## [Document segment]
+ + +

Executive summary
Insurers are significantly increasing their allocations to private credit, yet many privately placed structured-finance transactions lack the modeling files, standardized disclosures, or performance histories typically available for public deals. To address these challenges, we developed a nearest-neighbor (NN) modeling framework that systematically matches each unmodeled private deal to the most comparable public deal using five economically meaningful characteristics.
The framework provides a transparent, defensible, and scalable method for projecting cash flows without bespoke modeling.
Key takeaways
- NN mapping offers a scalable solution for unmodeled private deals: Our methodology identifies the most representative public deal using transparent, economically grounded matching criteria.
- Five characteristics ensure structural and economic comparability: Vintage, weighted-average coupon (WAC), credit quality, weighted-average life (WAL), and collateral type jointly form a standardized “deal fingerprint.”
- Strong validation supports reliability: Proxy cash flows differed from true modeled results by only 2.74% in present value, demonstrating high fidelity.
- More efficient than bespoke modeling: This approach provides credible analytics without the time, cost, or complexity of constructing individual models for each private deal.
Introduction: Why a nearest-neighbor approach helps insurers evaluate private credit deals
Private credit has become an increasingly important component of insurers’ investment strategies, driven by attractive yields, structural protections, and diversification benefits. However, many privately placed structured-finance transactions lack the complete information provided in SEC-registered public deals, such as waterfall files, collateral performance histories, or agency-modeled cash flows. These gaps introduce challenges for valuation, capital modeling, asset-liability management (ALM), and enterprise risk analysis.
Traditional approaches—building custom models for each private deal, using simplified heuristics, or limiting modeling altogether—either impose excessive cost or compromise analytical rigor. To help insurers bridge this gap, we have developed a nearest-neighbor (NN) approach that leverages public-deal data to infer credible cash-flow projections and risk metrics for private transactions.
Market context: Why private-credit modeling gaps exist
The global private-credit market has expanded rapidly, transforming the landscape of structured-finance investments. Private credit assets under management (AUM) increased from roughly USD $260 billion in 2010 to nearly $1.6 trillion in 2022. Private securitizations, including 144A placements, club transactions, and customized structures, represent a growing share of total issuance volume. Insurance companies now hold over USD $220 billion in privately placed asset-backed securities (ABS), illustrating the scale of the modeling challenge.
Yet private transactions often provide:
- Limited or nonstandard waterfall documentation
- Incomplete or inconsistent loan-level reporting
- Limited historical performance data
- No agency-modeled cash-flow files
As a result, insurers need a practical, standardized method for integrating private deals into valuation frameworks and risk models without sacrificing analytical depth.

+ + +

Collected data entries
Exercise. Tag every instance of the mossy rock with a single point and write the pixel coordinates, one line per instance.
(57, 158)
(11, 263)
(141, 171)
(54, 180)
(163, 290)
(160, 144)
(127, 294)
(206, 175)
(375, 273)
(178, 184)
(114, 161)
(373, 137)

+ + +

## [Exercise objective]
Could you write the next part of the private-credit modeling paper, starting right after its final sentence? These lines come from a different source than the text.

## [Response]
Methodological overview: Helping insurers understand the nearest neighbor framework
Our NN framework identifies the most representative public deal for each private deal by comparing them across five core characteristics. These characteristics capture the structural, credit, and cash-flow attributes that most influence performance and were selected to align with insurer valuation needs, risk-based capital (RBC) frameworks, and observed structured-finance behavior.
Vintage
Vintage reflects the macroeconomic and credit environment at origination and influences collateral quality, underwriting standards, and borrower performance. Deals issued during stressed periods often exhibit different delinquency and loss dynamics than those issued during expansionary markets. By aligning vintages, we ensure matched deals share similar economic backdrops and expected performance patterns.
Weighted-average coupon (WAC)
WAC is a key driver of prepayment and refinance behavior. Higher-coupon pools tend to refinance more quickly in declining-rate environments, while lower-coupon pools amortize more gradually. Matching on WAC ensures both private and public deals exhibit similar rate sensitivity and cash-flow timing across a range of interest-rate scenarios.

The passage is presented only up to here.